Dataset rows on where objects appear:
* * * * * * * * *
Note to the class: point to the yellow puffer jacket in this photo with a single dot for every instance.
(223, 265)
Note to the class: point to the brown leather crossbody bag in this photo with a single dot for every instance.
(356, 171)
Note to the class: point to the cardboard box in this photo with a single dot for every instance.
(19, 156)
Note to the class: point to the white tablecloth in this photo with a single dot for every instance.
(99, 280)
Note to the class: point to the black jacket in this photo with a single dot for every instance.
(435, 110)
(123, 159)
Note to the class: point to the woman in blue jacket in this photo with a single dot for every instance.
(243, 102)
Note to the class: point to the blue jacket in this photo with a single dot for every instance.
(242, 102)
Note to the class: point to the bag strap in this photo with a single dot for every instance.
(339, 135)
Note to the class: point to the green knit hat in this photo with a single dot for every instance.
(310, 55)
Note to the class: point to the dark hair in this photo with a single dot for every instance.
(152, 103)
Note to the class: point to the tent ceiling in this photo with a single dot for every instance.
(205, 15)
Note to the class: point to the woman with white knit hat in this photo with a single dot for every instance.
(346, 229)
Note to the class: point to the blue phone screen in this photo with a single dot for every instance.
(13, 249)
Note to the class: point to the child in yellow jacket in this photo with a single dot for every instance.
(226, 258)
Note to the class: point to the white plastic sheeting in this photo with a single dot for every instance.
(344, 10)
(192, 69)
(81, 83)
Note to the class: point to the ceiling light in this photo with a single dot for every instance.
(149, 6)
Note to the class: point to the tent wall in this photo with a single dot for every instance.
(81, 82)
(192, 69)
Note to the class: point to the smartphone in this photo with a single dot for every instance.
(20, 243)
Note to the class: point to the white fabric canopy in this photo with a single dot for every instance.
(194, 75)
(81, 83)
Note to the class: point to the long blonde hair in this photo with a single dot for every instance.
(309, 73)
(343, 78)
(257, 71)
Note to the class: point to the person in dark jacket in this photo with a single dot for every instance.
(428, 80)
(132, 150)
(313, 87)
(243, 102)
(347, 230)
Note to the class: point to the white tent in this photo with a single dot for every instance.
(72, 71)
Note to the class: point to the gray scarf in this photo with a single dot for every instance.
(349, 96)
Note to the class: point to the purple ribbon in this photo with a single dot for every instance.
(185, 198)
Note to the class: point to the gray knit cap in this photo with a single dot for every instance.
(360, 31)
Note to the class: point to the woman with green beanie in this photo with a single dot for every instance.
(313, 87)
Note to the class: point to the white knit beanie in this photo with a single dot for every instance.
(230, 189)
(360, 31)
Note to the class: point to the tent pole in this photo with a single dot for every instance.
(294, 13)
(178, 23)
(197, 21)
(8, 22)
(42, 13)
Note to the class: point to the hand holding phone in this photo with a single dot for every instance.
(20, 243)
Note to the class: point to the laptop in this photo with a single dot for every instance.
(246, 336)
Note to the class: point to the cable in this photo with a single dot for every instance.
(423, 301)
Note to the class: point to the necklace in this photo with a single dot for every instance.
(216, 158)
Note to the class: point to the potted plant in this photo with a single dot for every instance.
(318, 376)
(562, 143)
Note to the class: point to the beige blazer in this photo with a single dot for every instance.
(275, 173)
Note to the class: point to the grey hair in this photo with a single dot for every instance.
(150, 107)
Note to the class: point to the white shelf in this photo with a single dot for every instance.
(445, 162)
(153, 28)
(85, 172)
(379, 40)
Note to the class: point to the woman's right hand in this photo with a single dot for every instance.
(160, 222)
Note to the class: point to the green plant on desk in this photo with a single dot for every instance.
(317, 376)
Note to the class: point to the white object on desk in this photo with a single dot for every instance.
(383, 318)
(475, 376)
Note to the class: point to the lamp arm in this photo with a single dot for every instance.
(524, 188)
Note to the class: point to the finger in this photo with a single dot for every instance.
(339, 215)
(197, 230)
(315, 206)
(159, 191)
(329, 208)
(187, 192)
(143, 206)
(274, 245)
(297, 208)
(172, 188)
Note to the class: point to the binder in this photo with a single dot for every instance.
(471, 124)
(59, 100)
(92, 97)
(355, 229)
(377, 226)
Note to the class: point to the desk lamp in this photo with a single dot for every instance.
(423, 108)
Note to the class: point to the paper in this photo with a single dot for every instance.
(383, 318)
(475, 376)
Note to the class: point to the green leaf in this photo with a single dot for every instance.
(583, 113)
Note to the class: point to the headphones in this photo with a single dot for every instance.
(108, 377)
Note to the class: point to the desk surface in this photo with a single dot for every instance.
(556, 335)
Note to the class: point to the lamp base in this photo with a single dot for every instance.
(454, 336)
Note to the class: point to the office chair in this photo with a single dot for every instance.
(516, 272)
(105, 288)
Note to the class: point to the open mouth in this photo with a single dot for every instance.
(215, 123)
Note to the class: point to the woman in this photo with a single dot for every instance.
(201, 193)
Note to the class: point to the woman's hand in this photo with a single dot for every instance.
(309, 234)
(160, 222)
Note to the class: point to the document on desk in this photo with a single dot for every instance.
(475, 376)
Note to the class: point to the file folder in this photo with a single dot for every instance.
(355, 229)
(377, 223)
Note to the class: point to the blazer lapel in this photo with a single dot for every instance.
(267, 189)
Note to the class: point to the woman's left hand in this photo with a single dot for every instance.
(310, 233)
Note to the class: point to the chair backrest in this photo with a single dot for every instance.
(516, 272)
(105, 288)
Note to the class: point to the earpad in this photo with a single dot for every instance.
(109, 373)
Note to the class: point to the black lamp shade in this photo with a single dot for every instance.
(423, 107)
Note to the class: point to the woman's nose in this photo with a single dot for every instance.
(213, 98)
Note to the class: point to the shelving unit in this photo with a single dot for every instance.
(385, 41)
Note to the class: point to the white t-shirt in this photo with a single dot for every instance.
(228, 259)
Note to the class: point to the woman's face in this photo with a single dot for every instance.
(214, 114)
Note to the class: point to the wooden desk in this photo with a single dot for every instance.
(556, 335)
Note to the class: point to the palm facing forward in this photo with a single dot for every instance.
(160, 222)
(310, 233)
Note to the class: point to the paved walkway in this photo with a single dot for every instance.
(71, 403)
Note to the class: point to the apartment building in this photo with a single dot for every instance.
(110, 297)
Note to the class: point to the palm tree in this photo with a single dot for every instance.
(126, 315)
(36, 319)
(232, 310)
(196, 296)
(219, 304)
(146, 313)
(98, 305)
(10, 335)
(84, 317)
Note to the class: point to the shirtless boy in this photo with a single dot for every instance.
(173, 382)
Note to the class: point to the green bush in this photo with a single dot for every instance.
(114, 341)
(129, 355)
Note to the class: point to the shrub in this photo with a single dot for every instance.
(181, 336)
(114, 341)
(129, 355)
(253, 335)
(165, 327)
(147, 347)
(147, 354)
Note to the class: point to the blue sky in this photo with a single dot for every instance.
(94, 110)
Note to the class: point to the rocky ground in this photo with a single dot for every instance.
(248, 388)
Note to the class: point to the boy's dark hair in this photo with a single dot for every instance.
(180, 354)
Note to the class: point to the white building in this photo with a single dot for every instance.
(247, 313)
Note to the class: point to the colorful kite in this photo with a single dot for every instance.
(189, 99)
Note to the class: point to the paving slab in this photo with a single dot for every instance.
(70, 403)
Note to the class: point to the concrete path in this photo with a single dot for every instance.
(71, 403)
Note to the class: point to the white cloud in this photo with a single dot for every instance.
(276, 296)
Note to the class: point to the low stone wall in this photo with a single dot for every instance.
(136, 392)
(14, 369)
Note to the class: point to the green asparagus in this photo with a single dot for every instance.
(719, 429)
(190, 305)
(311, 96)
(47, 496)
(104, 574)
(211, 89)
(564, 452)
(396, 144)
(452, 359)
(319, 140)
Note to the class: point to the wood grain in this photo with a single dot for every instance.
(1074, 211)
* * * * * * * * *
Reproduce each line verbatim.

▶ [THE OUTPUT]:
Note to the class: point to the yellow puffer jacket in this photo with a single dot for every instance.
(223, 265)
Note to the class: point to the brown leather crossbody bag in this photo with a single dot for every instance.
(356, 171)
Note to the class: point to the cardboard box in this photo with a single dot for every instance.
(19, 156)
Note to the class: point to the white tablecloth in this photo with a single dot for every instance.
(99, 280)
Note to the class: point to the black jacket in this photo with a single dot for every instance.
(435, 110)
(123, 159)
Note to the class: point to the woman in blue jacket in this photo with a single dot for every instance.
(243, 102)
Note to the class: point to the blue jacket in this photo with a single dot for every instance.
(242, 102)
Note to the class: point to the bag strap in this photo with a single dot for every instance.
(339, 135)
Note to the class: point to the green knit hat in this photo with a single dot for every instance.
(310, 55)
Note to the class: point to the dark hair in this photo with a single dot for every instance.
(152, 103)
Note to the class: point to the tent ceiling in this photo with a single dot for every instance.
(205, 15)
Note to the class: point to the woman with white knit hat in this photo with a single dot for every instance.
(346, 229)
Note to the class: point to the blue phone screen in this photo with a single dot for every instance.
(13, 249)
Note to the class: point to the child in yellow jacket in this photo with a single dot for every instance.
(226, 258)
Note to the class: point to the white plastic sheeting in this photo with a single dot for every instance.
(344, 10)
(192, 69)
(81, 83)
Note to the class: point to the ceiling light in this photo with a single dot for every instance.
(149, 6)
Note to the class: point to the tent wall in this photo with a single dot for every instance.
(81, 82)
(192, 69)
Note to the class: point to the smartphone in this photo with a single dot for every instance.
(20, 243)
Note to the class: point to the white fabric canopy in this photo with a single dot for every instance.
(194, 75)
(81, 83)
Note to the class: point to the long blonde hair in this photo with a single dot for every instance.
(309, 73)
(343, 78)
(257, 71)
Note to the class: point to the person in dark jacket in this photo with a single dot for every instance.
(428, 80)
(132, 150)
(313, 87)
(243, 102)
(347, 230)
Note to the class: point to the white tent in this photo with a single dot for every instance.
(72, 71)
Note to the class: point to the gray scarf in this photo with a single dot for every instance.
(349, 96)
Note to the class: point to the purple ribbon in this photo with a single dot for every instance.
(185, 198)
Note to the class: point to the gray knit cap in this photo with a single dot for every instance.
(360, 31)
Note to the class: point to the woman with green beanie in this photo with a single dot for every instance.
(313, 87)
Note to the class: point to the white knit beanie in this photo with a single dot for every instance.
(230, 189)
(360, 31)
Note to the class: point to the tent pole in this photo with a single dot for every instance.
(294, 13)
(178, 23)
(197, 21)
(8, 22)
(42, 13)
Note to the class: point to the hand holding phone in this photo with a single dot for every instance.
(20, 243)
Note to the class: point to the laptop in this photo with a single dot for every instance.
(246, 336)
Note to the class: point to the cable in this photo with a single dot for every instance.
(423, 301)
Note to the class: point to the necklace in this photo with a single dot for every instance.
(216, 158)
Note to the class: point to the potted plant in this photo with a single dot for every instance.
(318, 376)
(562, 143)
Note to the class: point to the beige blazer in this photo with a single dot for every instance.
(275, 173)
Note to the class: point to the grey hair in this photo with a single dot for every instance.
(150, 107)
Note to the class: point to the white shelf in this photo with a single dot for every instance.
(445, 162)
(153, 28)
(85, 172)
(379, 40)
Note to the class: point to the woman's right hand in this photo with a single dot for every instance.
(160, 222)
Note to the class: point to the green plant on desk in this photo with a single dot for every instance.
(317, 376)
Note to the class: point to the white object on desk in this photo with a single dot for every instance.
(383, 318)
(475, 376)
Note to the class: point to the lamp arm in this photo with a single dot for every instance.
(524, 188)
Note to the class: point to the finger in this photo with a single dot for every instance.
(339, 215)
(197, 230)
(315, 206)
(159, 191)
(329, 208)
(187, 192)
(143, 206)
(274, 245)
(297, 208)
(172, 188)
Note to the class: point to the binder in this photo with a single dot for every instance.
(471, 124)
(59, 100)
(92, 97)
(355, 229)
(377, 226)
Note to the class: point to the desk lamp in this photo with a single dot for every instance.
(423, 108)
Note to the class: point to the paper in this photo with a single dot for every instance.
(383, 318)
(475, 376)
Note to the class: point to the green leaf in this photo with a single dot for every instance.
(583, 113)
Note to the class: point to the headphones in this photo with a single dot for every instance.
(108, 377)
Note to the class: point to the desk surface in this photo with a single dot for every instance.
(556, 335)
Note to the class: point to the lamp base in this photo with a single dot for every instance.
(454, 336)
Note to the class: point to the office chair in this photo with a single dot for every instance.
(516, 272)
(105, 288)
Note to the class: point to the open mouth in this photo with a single dot for every instance.
(215, 123)
Note to the class: point to the woman in this photo with a single dot for every instance.
(201, 193)
Note to the class: point to the woman's hand in this photo with a single dot for every instance.
(309, 234)
(160, 222)
Note to the class: point to the document on desk in this photo with a single dot for every instance.
(475, 376)
Note to the class: point to the file folder in this photo with a single dot for every instance.
(355, 229)
(377, 223)
Note to the class: point to the blazer lapel in this photo with a single dot for every instance.
(267, 189)
Note to the class: point to the woman's left hand in this photo with a single dot for every instance.
(310, 233)
Note to the class: point to the chair backrest in this photo with a single dot for every instance.
(516, 272)
(105, 288)
Note to the class: point to the earpad in this photo with a single dot for every instance.
(109, 373)
Note to the class: point to the black lamp shade in this photo with a single dot for every instance.
(423, 107)
Note to the class: point to the woman's nose in this photo with a single dot for every instance.
(213, 98)
Note to the class: point to the shelving unit in this photo with a single dot for every instance.
(385, 41)
Note to the class: point to the white t-shirt in this photo with a single dot for every instance.
(228, 259)
Note to the class: point to the woman's face in this photo with a single dot for every instance.
(214, 114)
Note to the class: point to the wooden desk in this photo with a single dot for every instance.
(556, 335)
Note to the class: point to the palm facing forward in this photo with a single dot for every instance.
(160, 222)
(310, 233)
Note to the class: point to the paved walkway in this photo with a single dot for every instance.
(71, 403)
Note to the class: point to the apartment building in this photo with a single dot for every instance.
(110, 297)
Note to the class: point to the palm tree in this photo with a single dot for every instance.
(126, 315)
(36, 319)
(232, 310)
(196, 296)
(219, 304)
(146, 313)
(98, 305)
(10, 335)
(84, 317)
Note to the class: point to the shirtless boy in this photo with a single dot for every instance.
(173, 382)
Note to the class: point to the green bush in this photo with a single dot for every instance.
(114, 341)
(129, 355)
Note to the class: point to the shrub in this photo with a single dot for every instance.
(181, 336)
(114, 341)
(129, 355)
(253, 335)
(165, 327)
(147, 347)
(147, 354)
Note to the class: point to the blue sky in this photo with a single dot for every instance.
(94, 110)
Note to the class: point to the rocky ground in this photo with a single dot for every instance.
(248, 388)
Note to the class: point to the boy's dark hair in this photo with a single dot for every instance.
(180, 354)
Note to the class: point to the white building in this photo with a single dot for every instance.
(247, 313)
Note to the class: point to the colorful kite in this photo with a single dot for every instance.
(189, 99)
Note to the class: point to the paving slab in this photo with a single dot for every instance.
(70, 403)
Note to the class: point to the concrete path in this photo with a single dot for every instance.
(71, 403)
Note to the class: point to the white cloud in this photo with a single dot for every instance.
(276, 296)
Note to the class: point to the low stone wall in this photo with a single dot for every instance.
(136, 392)
(14, 369)
Note to the class: point to the green asparagus in this photo with a single dot for every instance.
(719, 429)
(190, 305)
(311, 96)
(47, 496)
(104, 574)
(211, 89)
(564, 452)
(396, 144)
(452, 359)
(319, 140)
Note to the class: point to the wood grain in this photo with a single dot for every instance.
(1074, 211)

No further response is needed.